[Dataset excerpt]
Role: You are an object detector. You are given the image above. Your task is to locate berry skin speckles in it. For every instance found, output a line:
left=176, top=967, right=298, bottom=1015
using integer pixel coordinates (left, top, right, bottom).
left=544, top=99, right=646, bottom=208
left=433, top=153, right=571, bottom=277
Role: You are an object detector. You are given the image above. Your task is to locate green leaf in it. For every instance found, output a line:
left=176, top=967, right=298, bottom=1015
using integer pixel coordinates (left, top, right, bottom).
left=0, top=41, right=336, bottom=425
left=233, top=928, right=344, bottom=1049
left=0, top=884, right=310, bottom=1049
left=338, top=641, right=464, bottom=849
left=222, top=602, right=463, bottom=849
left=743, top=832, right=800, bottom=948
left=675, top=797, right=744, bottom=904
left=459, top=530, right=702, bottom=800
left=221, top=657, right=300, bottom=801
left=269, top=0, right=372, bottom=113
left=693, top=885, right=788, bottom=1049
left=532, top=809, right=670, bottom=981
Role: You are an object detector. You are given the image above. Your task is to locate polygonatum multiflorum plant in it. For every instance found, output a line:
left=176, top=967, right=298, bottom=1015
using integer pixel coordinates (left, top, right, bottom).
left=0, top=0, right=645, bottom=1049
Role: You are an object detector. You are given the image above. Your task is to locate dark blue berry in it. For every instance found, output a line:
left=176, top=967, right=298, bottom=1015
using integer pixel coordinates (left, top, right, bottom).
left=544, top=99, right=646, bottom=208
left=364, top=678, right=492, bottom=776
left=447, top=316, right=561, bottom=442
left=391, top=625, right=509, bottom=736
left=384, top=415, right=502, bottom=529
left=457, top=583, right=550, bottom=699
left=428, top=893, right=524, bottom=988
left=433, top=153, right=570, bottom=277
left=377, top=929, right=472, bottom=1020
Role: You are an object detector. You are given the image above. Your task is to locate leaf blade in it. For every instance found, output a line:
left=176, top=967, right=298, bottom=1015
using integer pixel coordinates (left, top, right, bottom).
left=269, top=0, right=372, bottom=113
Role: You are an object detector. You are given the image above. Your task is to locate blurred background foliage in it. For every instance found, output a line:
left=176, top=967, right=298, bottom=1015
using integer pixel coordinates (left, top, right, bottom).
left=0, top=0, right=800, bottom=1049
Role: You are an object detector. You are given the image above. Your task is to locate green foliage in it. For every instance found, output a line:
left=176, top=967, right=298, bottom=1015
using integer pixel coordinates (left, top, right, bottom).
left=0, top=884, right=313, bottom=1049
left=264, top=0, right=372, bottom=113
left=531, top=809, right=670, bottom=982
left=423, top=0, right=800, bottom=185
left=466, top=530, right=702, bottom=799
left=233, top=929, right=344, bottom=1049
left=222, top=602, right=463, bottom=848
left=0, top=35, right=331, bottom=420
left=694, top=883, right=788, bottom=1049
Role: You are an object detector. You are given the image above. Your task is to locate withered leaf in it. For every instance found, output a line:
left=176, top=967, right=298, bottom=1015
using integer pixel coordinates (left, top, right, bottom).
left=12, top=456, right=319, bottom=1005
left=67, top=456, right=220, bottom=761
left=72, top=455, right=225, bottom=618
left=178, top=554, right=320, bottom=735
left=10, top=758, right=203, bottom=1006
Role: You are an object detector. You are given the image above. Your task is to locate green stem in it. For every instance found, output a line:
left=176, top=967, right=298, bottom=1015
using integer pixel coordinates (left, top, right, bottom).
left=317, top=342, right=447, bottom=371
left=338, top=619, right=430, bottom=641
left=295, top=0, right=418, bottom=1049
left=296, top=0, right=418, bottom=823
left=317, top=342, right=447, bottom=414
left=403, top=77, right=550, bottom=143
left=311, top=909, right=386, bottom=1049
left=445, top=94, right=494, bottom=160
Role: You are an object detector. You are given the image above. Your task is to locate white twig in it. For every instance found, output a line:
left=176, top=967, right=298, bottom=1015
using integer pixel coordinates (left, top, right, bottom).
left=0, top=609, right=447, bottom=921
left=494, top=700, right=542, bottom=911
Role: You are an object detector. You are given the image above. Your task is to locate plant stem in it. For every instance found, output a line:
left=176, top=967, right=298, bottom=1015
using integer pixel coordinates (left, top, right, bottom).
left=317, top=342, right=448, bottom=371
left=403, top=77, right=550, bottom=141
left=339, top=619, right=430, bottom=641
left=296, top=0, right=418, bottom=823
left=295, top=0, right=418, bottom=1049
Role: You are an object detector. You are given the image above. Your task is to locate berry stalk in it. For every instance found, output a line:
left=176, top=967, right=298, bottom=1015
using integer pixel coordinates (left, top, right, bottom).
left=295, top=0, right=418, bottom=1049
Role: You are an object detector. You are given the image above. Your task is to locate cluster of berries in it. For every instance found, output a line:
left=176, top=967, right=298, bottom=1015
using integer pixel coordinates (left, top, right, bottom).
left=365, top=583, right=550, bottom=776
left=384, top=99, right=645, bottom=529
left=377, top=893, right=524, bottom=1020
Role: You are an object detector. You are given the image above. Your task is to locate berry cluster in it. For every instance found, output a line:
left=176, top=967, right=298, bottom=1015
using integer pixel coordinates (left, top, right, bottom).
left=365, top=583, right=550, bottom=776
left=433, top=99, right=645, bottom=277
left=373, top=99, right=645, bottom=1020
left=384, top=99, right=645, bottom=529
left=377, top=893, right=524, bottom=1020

Task details →
Starting at the beginning of the material and ending with the line that contains "left=0, top=0, right=645, bottom=1049", render those lines as a JSON list of strings, one string per line, with blank lines omitted.

Output for this exercise →
[
  "Role: You are an object detector. You are given the image above. Your task is to locate berry skin speckles in it. For every instance found, output a line:",
  "left=176, top=967, right=298, bottom=1015",
  "using integer pixel coordinates (left, top, right, bottom).",
  "left=544, top=99, right=646, bottom=208",
  "left=433, top=153, right=571, bottom=277",
  "Role: You are an object detector. You are given the image above. Your task is to locate green leaf in it. For every instance found, output a line:",
  "left=176, top=967, right=298, bottom=1015",
  "using integer pixel coordinates (left, top, right, bottom).",
  "left=0, top=41, right=336, bottom=425",
  "left=233, top=928, right=344, bottom=1049",
  "left=0, top=884, right=310, bottom=1049",
  "left=338, top=641, right=464, bottom=849",
  "left=222, top=602, right=463, bottom=849",
  "left=743, top=832, right=800, bottom=948",
  "left=675, top=797, right=744, bottom=904",
  "left=459, top=530, right=702, bottom=800",
  "left=221, top=657, right=300, bottom=801",
  "left=269, top=0, right=372, bottom=113",
  "left=693, top=885, right=788, bottom=1049",
  "left=532, top=809, right=670, bottom=981",
  "Role: You are an object detector. You are given the image above. Your task is to locate polygonatum multiflorum plant in it. For every instance found, output a line:",
  "left=176, top=967, right=298, bottom=1015",
  "using integer pixel coordinates (left, top, right, bottom).",
  "left=0, top=0, right=645, bottom=1049"
]